▸ TASK BRIEF:
An exact copy of the listing is what is needed; please output it in full.

■ ■ ■

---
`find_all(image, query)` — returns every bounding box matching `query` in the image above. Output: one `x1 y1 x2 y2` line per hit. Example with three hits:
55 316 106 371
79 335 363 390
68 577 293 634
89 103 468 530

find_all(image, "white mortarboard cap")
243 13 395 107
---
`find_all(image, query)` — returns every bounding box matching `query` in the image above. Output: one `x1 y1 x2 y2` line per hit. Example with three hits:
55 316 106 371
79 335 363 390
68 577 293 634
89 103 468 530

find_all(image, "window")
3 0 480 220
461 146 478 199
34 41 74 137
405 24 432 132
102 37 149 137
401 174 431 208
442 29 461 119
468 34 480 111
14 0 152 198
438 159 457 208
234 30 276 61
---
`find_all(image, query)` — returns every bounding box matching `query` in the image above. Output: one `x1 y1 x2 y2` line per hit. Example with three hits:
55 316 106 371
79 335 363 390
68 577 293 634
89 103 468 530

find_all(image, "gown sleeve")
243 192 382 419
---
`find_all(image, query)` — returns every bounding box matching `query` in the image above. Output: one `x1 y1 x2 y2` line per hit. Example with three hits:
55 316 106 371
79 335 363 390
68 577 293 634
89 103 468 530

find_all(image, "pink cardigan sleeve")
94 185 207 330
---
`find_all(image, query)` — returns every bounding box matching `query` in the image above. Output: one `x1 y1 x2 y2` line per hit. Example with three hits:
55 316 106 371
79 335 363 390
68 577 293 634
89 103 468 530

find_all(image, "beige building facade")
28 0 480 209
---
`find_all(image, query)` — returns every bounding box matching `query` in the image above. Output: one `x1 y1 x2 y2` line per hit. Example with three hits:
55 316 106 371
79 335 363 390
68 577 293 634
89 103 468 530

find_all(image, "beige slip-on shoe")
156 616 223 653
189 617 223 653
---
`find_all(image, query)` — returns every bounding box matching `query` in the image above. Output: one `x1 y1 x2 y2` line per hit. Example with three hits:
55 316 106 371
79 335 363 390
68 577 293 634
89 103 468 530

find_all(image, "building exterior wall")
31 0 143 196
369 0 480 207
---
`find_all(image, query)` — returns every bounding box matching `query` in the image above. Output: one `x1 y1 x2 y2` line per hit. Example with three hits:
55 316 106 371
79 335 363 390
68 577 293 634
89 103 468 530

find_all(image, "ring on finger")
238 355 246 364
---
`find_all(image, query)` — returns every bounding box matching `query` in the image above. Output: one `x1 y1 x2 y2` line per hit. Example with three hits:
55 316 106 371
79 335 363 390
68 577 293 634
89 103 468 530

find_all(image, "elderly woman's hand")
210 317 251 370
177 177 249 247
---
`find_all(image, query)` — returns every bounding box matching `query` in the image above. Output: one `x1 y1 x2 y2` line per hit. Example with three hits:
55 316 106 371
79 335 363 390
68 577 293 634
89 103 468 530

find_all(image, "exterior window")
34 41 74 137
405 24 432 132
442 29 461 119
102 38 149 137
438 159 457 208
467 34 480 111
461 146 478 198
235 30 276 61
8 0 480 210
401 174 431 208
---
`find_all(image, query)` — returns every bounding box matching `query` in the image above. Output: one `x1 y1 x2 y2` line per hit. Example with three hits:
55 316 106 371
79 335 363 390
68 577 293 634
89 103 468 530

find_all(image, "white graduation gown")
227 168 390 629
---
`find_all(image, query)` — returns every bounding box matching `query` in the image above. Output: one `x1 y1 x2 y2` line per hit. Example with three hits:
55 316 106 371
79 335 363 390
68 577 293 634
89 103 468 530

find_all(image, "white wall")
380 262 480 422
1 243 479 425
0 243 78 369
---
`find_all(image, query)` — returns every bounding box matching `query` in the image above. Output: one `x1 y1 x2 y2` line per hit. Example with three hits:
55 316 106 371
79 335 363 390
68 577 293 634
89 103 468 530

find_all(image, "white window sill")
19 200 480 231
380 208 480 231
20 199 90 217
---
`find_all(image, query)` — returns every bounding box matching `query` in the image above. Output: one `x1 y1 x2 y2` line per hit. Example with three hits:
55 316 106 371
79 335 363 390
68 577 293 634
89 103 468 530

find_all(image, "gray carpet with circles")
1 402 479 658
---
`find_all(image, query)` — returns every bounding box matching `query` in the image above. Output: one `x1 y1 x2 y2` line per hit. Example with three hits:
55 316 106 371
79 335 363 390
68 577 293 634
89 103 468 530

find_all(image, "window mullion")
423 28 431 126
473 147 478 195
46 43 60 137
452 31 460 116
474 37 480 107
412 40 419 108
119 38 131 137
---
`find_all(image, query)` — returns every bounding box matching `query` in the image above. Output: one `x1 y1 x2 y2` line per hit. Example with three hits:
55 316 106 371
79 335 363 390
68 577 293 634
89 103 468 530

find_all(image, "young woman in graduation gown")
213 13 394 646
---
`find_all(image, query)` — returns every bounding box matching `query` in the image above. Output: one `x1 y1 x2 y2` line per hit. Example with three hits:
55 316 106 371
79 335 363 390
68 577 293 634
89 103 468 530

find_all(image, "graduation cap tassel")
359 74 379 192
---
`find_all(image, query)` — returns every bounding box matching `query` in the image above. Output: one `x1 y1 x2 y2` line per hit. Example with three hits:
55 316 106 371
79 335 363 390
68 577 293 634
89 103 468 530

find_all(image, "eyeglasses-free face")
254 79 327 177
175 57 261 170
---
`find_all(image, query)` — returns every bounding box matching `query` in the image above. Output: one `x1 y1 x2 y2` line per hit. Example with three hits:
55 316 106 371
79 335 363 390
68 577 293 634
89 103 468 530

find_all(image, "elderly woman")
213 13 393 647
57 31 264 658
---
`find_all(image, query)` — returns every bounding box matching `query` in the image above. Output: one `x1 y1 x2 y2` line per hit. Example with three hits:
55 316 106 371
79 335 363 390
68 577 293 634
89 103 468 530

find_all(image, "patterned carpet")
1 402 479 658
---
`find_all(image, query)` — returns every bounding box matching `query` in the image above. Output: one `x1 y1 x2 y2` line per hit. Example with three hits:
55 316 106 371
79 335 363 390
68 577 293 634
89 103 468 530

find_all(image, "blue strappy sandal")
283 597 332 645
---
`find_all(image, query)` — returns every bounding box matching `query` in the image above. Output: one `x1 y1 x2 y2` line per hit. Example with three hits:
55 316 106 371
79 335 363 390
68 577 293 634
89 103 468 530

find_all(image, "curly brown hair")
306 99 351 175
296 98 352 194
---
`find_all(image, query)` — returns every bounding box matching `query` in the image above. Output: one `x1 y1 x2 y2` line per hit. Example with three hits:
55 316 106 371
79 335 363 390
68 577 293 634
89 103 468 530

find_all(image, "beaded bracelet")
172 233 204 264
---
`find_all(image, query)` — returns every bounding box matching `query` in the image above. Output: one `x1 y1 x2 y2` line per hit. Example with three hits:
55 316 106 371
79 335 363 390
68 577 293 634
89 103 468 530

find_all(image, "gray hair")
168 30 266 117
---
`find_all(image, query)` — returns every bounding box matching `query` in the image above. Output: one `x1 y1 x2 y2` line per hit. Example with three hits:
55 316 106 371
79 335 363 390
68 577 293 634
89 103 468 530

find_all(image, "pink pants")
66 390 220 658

■ ■ ■

▸ RESPONSE AREA:
---
`find_all(image, query)` — returns every bounding box matching `query` in the image above. Output: one `x1 y1 x2 y2` line per hit. Example with three hits:
55 316 106 371
79 335 363 390
68 577 293 634
89 103 468 530

find_all(image, "white mortarboard cap")
243 13 395 107
---
`find_all(image, query)` — returns every bounding box matching `query` in the image above. Output: one `x1 y1 x2 y2` line per hit. Example with three hits:
55 316 106 371
79 335 363 390
68 577 293 634
89 103 468 530

find_all(image, "window")
3 0 480 220
461 146 478 199
34 41 74 137
405 24 432 132
102 37 149 137
401 174 431 208
442 29 461 119
468 34 480 111
14 0 152 198
438 159 457 208
234 30 276 61
---
`find_all(image, query)` — returns every bounding box matching `query` in the image above. Output: one `x1 y1 x2 y2` line per hit. Example with three hits:
55 316 106 371
79 335 363 390
68 577 293 634
89 103 468 530

find_all(image, "gown sleeve")
243 192 382 419
---
`find_all(image, query)` — returns every bounding box matching `query` in the image above. Output: one `x1 y1 x2 y2` line per hit. Example with three hits:
55 316 106 371
79 335 363 390
68 577 293 634
89 103 468 530

find_all(image, "pink cardigan sleeve")
94 185 207 330
---
`find_all(image, query)` — returns every bounding box matching `query` in the image above. Output: one `x1 y1 x2 y2` line per hit. Example with three hits:
55 316 106 371
79 335 363 390
68 577 293 634
89 103 468 530

find_all(image, "beige building facade")
28 0 480 209
---
`find_all(image, query)` — returns every bounding box matching `query` in the image above. Output: one `x1 y1 x2 y2` line per hit. Example with three hits:
55 316 106 371
79 335 363 390
68 577 293 634
89 103 468 530

find_all(image, "beige slip-on shoe")
156 616 223 653
189 617 223 653
---
`find_all(image, query)` — returns every bounding box matching `query` in the image above. Output: one `x1 y1 x2 y2` line per hit. Example with three hits:
55 316 106 371
79 335 363 390
68 577 293 634
89 103 468 530

find_all(image, "building exterior wall")
31 0 143 196
369 0 480 207
---
`find_all(image, query)` — returns every bounding box matching `query` in the image above. Output: one `x1 y1 x2 y2` line per hit. Example with three hits:
55 316 106 371
79 335 363 390
68 577 293 634
89 103 468 530

find_all(image, "ring on finger")
238 355 246 364
---
`find_all(image, query)` — returns every bounding box matching `query` in the image above. Output: one `x1 y1 x2 y2` line per hit. Example with three hits:
55 316 106 371
79 335 363 390
68 577 293 634
89 103 468 530

find_all(image, "elderly woman's hand")
210 317 251 370
177 177 249 247
---
`find_all(image, query)` — returns every bounding box matching `query` in the image above. Output: one `x1 y1 x2 y2` line per hit. Example with three hits:
55 316 106 371
79 335 363 390
68 577 293 634
89 103 468 530

find_all(image, "exterior window")
34 41 74 137
405 24 432 132
442 29 461 119
102 38 149 137
438 159 457 208
467 34 480 111
461 146 478 198
235 30 276 61
8 0 480 210
401 174 431 208
---
`find_all(image, query)` — returns every bounding box matching `query` in the image above. Output: one `x1 y1 x2 y2` line per hit. Example with three hits:
55 316 106 371
79 335 363 390
68 577 293 634
89 103 468 530

find_all(image, "white graduation gown")
227 168 390 629
---
`find_all(image, query)` — returns every bounding box matching `query` in the image above. Output: one `x1 y1 x2 y2` line per hit. Example with three hits:
55 316 106 371
79 335 363 390
68 577 293 634
89 103 468 530

find_all(image, "white wall")
380 262 480 422
1 243 479 425
0 243 78 369
---
`find_all(image, query)` — returns every bounding box matching `query` in the image above. Output: one `x1 y1 x2 y2` line per hit. Example with three hits:
55 316 106 371
79 335 363 390
68 577 293 634
89 103 468 530

find_all(image, "white window sill")
19 200 480 231
380 208 480 231
20 199 90 217
---
`find_all(image, query)` — returns every bounding box matching `query` in the image above. Output: one `x1 y1 x2 y2` line per hit. Example with three hits:
55 316 106 371
79 335 363 390
68 577 293 634
89 103 468 530

find_all(image, "gray carpet with circles")
1 402 479 658
---
`find_all(image, query)` — returns every bounding box matching `query` in the image above. Output: one `x1 y1 x2 y2` line per hit. Example with three hits:
55 316 106 371
79 335 363 390
68 577 293 634
89 103 468 530

find_all(image, "window mullion")
423 28 431 126
473 147 478 195
46 43 60 137
452 31 460 116
474 37 480 107
412 40 419 108
119 38 131 137
---
`find_all(image, query)` — returns every bounding box matching `query` in the image above. Output: one `x1 y1 x2 y2` line per hit. Example with three hits:
55 316 106 371
79 335 363 390
68 577 293 634
89 103 468 530

find_all(image, "young woman in graduation gown")
213 13 394 646
---
`find_all(image, query)` — returns every bounding box matching `query` in the image above. Output: one `x1 y1 x2 y2` line per hit. Example with three hits:
55 316 106 371
79 335 363 390
68 577 293 634
89 103 468 530

find_all(image, "graduation cap tassel")
359 74 379 192
---
`find_all(image, query)` — returns every bounding box matching `query` in the image above. Output: one `x1 y1 x2 y2` line per hit. Example with three hits:
55 316 106 371
79 335 363 390
68 577 293 634
89 103 468 530

find_all(image, "eyeglasses-free face")
254 79 327 177
175 57 261 170
---
`find_all(image, query)` — returns every bounding box matching `query` in the image above. Output: one `x1 y1 x2 y2` line per hit. Example with three hits:
55 316 106 371
79 335 363 390
68 577 293 634
89 103 468 530

find_all(image, "elderly woman")
213 13 393 647
57 31 264 658
---
`find_all(image, query)` — returns every bounding box matching `query` in the image above. Output: one `x1 y1 x2 y2` line per hit. Example with three hits:
55 316 106 371
79 335 363 390
68 577 293 634
89 103 468 530

find_all(image, "patterned carpet")
1 402 479 658
---
`find_all(image, query)` — returns every bounding box matching `query` in the image above. Output: one `x1 y1 x2 y2` line per hit. Example with three hits:
55 316 106 371
79 335 363 390
68 577 293 634
89 103 468 530

find_all(image, "blue strappy sandal")
283 597 332 645
---
`find_all(image, query)` — returns every bounding box matching `query` in the image above. Output: one `x1 y1 x2 y2` line per hit. Example with three hits:
55 316 106 371
79 335 363 390
68 577 293 634
89 103 468 530

find_all(image, "curly brown hair")
306 99 351 175
296 98 352 194
---
`find_all(image, query)` — returns every bounding box matching `query` in the image above. Output: one `x1 y1 x2 y2` line per hit. Example with three hits:
55 316 106 371
79 335 363 390
68 577 293 634
89 103 468 530

find_all(image, "beaded bracelet")
172 233 204 264
---
`find_all(image, query)` — returns every bounding box matching `query` in the image above. Output: one `x1 y1 x2 y2` line per hit. Example with three hits:
55 316 106 371
79 335 363 390
68 577 293 634
89 103 468 530

find_all(image, "gray hair")
168 30 266 117
---
`find_all(image, query)` — returns every bounding box matching `query` in the image above. Output: one `x1 y1 x2 y2` line per hit. Example with three hits:
55 316 106 371
79 335 363 390
68 577 293 634
89 103 468 530

find_all(image, "pink pants")
66 390 220 658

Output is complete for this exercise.